Segment Start: Document text

I turn to the Middle East. Can we have any estimate from the Government—I presume that they have made one—of the effect of the recent troubles in Palestine on Haifa, for example? I understand that the Haifa refinery was turning out something of the order of 4 million tons a year—a quantity equal to five times the basic ration in England—and that it is being closed down. What is to happen to that refinery, and to the new pipe line? We shall also be glad to know, and I think we are entitled to the information, what is the forecast by the Government of the effect of E.R.P. and the Marshall Plan? Are the American Government to continue to provide us in this country with petrol and oil products in order to enable us to continue to export those products to other countries?

Finally, I come to the question of refineries. The right hon. Gentleman referred to the shortage of refinery capacity as one of the limiting factors in the next few years. What are the Government doing about refineries? There are two main developments. There is the big refinery at Abadan, the biggest in the world, which requires continual enlargement. There are plans on foot for the erection of some four new refineries in this country. Oil, and especially refined oil, is one of the best methods of obtaining dollars in hard currency that this country can possibly have. Therefore, we on this side of the House believe that the increase of refinery capacity in this country and in Abadan should be given top priority. We should like to know whether there is truth in the rumours we hear that both the planning and the construction of these new refineries and the extension at Abadan are being held up by shortages of steel. If that be the case, as I believe, we should like to know what quantities of steel are involved, and by how much does the present allocation of steel to these items fall short of what the oil companies regard as reasonable in order to make good our position over the next three or four years?

Segment End: Document text
Segment Start: Material provided

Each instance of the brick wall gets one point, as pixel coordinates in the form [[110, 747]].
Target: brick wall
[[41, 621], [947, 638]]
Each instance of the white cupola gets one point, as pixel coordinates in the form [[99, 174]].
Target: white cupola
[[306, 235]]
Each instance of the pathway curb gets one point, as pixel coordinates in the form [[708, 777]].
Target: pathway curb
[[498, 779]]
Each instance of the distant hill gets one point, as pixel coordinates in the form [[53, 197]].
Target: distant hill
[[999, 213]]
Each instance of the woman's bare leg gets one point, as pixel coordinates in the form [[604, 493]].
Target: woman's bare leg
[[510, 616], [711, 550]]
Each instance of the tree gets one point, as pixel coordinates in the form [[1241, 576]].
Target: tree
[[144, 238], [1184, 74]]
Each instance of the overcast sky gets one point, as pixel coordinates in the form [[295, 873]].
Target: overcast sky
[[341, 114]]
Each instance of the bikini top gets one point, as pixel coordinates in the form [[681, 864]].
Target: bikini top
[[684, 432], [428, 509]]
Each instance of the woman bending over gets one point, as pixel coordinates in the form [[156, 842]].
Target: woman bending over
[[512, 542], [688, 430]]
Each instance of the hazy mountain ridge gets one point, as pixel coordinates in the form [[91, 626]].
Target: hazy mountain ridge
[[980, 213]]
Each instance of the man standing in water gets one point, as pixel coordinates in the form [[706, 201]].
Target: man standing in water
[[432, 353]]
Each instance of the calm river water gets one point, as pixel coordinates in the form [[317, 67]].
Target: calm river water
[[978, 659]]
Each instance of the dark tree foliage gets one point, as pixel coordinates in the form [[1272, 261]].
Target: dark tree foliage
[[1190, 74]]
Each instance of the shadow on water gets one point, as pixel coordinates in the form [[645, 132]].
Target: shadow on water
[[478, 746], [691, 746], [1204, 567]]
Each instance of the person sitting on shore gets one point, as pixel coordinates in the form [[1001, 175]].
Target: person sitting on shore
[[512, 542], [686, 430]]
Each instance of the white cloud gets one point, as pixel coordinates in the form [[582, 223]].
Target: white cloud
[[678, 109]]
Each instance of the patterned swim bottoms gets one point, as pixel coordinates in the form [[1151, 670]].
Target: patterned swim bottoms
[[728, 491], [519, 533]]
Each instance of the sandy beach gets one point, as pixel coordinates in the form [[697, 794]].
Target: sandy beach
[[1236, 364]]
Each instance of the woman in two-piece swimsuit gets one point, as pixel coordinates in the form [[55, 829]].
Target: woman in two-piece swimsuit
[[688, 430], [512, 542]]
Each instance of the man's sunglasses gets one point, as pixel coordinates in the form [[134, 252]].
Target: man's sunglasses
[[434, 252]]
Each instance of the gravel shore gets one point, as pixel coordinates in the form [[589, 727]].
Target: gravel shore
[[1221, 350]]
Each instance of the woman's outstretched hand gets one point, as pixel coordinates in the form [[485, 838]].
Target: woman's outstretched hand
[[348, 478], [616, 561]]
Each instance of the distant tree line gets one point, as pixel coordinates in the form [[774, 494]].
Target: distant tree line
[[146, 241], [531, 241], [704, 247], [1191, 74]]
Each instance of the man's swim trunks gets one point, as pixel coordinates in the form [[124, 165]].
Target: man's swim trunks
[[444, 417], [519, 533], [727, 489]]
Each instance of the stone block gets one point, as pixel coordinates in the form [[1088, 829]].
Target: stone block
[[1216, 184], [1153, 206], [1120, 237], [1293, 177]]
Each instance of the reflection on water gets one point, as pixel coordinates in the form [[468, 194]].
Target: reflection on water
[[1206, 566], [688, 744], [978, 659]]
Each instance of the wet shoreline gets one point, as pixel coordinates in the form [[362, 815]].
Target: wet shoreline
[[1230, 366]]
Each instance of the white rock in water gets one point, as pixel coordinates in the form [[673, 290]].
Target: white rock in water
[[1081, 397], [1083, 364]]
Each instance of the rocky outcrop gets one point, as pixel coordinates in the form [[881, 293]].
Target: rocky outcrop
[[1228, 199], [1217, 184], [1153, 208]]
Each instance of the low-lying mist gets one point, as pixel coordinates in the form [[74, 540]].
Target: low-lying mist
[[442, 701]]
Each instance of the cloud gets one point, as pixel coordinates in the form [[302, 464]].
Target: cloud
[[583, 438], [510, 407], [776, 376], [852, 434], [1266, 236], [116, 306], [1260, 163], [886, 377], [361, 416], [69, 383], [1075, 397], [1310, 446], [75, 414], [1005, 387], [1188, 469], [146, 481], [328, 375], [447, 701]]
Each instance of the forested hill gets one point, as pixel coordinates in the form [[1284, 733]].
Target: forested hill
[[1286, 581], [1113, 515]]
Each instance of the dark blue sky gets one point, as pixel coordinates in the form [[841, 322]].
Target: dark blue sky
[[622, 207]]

Segment End: Material provided

Exercise A:
Summarize the speech on oil and refineries in two sentences.
Exercise B:
Proceed with the speech on oil and refineries from the point where it stops.

Task output A:
The speaker asks what the Government estimates the recent troubles in Palestine will do to Haifa, including the fate of the Haifa refinery, which produced about 4 million tons a year and is being closed down, and of the new pipe line. The speaker also asks for the Government's forecast of the effect of E.R.P. and the Marshall Plan, argues that expanding refinery capacity in this country and at Abadan should have top priority because refined oil earns dollars, and asks whether steel shortages are holding up that work and by how much the steel allocation falls short.

Task output B:
The Government have hitherto refused to issue any figures of our steel allocation. The Ministry of Fuel and Power gave us a coal budget with estimates of the allocation of coal to different industries, the domestic demand, etc. This was extremely valuable and not only helped us in this House to get a better idea of the matter but also helped the country at large. Will the Government do the same thing in regard to steel, and if not why not? We are told that steel is the main bottleneck and yet we are refused any information. We believe that refinery priority should be right at the top of the steel allocation list. When we look around we see not far from here Government buildings being erected which must take appreciable quantities of steel. The country cannot in those circumstances believe the Government’s views about steel shortages.

I have said enough to show that the Government record to date so far as oil and oil products are concerned is one of failure. I do not blame the present Minister for the whole of that. After all, he inherited a pretty mess from his predecessor. There is no doubt that coal under nationalisation has a heavy load of responsibility to bear for our present difficulties in regard to oil. By its failure to produce plentiful supplies of coal for domestic industry in the winter of 1946 and the spring of 1947 it intensified at the most inopportune moment possible the home and industrial demand for oil supplies, and by its failure to expand our export trade on anything like an adequate scale, it seriously aggravated a difficult foreign exchange situation. Too late now the man mainly responsible has publicly confessed the failure of his plans. The present Minister, however, must bear a large share of the responsibility for the fumblings and failures of his own term of office. In the light of that miserable record he need not be surprised that he is not loved by all.